- Work request 1:
Answer each question about the Maspeth graffiti article in a single line.
(a) On which street is Singh's home?
(b) How many graffiti sites did Singh find within a two-mile radius of his home on the afternoon he first documented them?
(c) What percentage of passersby threw garbage on the ground at the Calamus Avenue underpass?
- Work request 2: Continue the Maspeth graffiti article.

- Extract:
++++++++++
Singh developed his love for clean streets - and his hatred for graffiti - on a routine bike ride through north Maspeth, where he lives, in the spring of 2009. He said he realized then, for the first time, his neighborhood was covered in graffiti.
It would have been a passing observation for most teenagers, but Singh biked to his home on 51st Road for a camera and then headed out again to document the proliferation of tags covering neighboring storefronts and public spaces.
That afternoon he found 15 graffiti sites within a two-mile radius of his home. “This is my neighborhood, I live here, and I couldn't believe there's so much graffiti,” he said.
But Singh didn't end there. Noticing that areas with high levels of graffiti were also plagued by litter, he set out to prove the two have a direct correlation. And guess what? They do.
Over a six-month span last year, the college-bound senior conducted a detailed field study and survey of neighborhood activity at two sites near his home. He observed by his count thousands of pedestrians, and surveyed nearly 200 more.
At one of them, a graffiti-covered underpass on Calamus Avenue between 74th and 79th streets, Singh found that 13 percent of passersby threw garbage on the ground. At the other site, on 51st Road and 72nd Place, which had no graffiti, only 5 percent littered.
++++++++++
- Exercise data:
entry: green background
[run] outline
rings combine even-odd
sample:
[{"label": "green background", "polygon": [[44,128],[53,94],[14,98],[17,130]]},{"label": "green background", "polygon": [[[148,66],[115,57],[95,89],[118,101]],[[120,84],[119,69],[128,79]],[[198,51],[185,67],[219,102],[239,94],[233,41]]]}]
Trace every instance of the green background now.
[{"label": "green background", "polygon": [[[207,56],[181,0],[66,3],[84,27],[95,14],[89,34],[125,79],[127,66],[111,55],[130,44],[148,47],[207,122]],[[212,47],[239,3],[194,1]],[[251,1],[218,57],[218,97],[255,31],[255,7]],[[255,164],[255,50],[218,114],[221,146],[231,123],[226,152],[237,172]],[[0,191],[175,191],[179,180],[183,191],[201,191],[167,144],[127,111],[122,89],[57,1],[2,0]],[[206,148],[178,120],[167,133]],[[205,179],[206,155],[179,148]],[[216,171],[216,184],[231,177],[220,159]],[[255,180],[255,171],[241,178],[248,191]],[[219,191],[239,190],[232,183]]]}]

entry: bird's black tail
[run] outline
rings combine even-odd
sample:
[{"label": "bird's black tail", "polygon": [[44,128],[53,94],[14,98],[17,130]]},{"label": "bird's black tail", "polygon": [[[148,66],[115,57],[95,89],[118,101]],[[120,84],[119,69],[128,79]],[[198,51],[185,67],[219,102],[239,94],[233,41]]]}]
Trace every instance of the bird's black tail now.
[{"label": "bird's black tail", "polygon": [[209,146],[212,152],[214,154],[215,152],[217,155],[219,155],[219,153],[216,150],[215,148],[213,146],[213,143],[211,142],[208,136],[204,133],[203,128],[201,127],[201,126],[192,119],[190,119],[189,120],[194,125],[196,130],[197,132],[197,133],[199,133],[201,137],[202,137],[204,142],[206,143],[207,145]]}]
++++++++++
- Answer space 1:
(a) 51st Road
(b) 15
(c) 13 percent

- Answer space 2:
And from the 100 sample surveys he used to write a school report, which, by the way, Singh entered for competition in the New York City Science and Engineering Fair, where it cleared the first round, he learned something else; a quarter of the people who responded said they would be more likely to litter near graffiti. None said they would be less likely to do so.
Now, Singh knows his findings may not be purely scientific, but he argues his study raises an important, if obvious, point: quality of life issues in urban areas are deeply interconnected. To solve one, in many cases you must solve them all.
“Cleaning up graffiti could also potentially lead to a decrease in litter, which would beautify any neighborhood,” said Singh, who has applied to several Ivy League schools, as well as New York University and Hunter College. Wherever he ends up, Singh is leaning towards studying environmental science (or maybe medicine, or maybe environmental engineering).
Singh has never removed graffiti himself, but said his goal is to help organize a community graffiti cleanup sometime soon, perhaps before he leaves for college. “I would love to live in a nicer, cleaner, more inviting neighborhood,” he said. “I mean, who wouldn't?”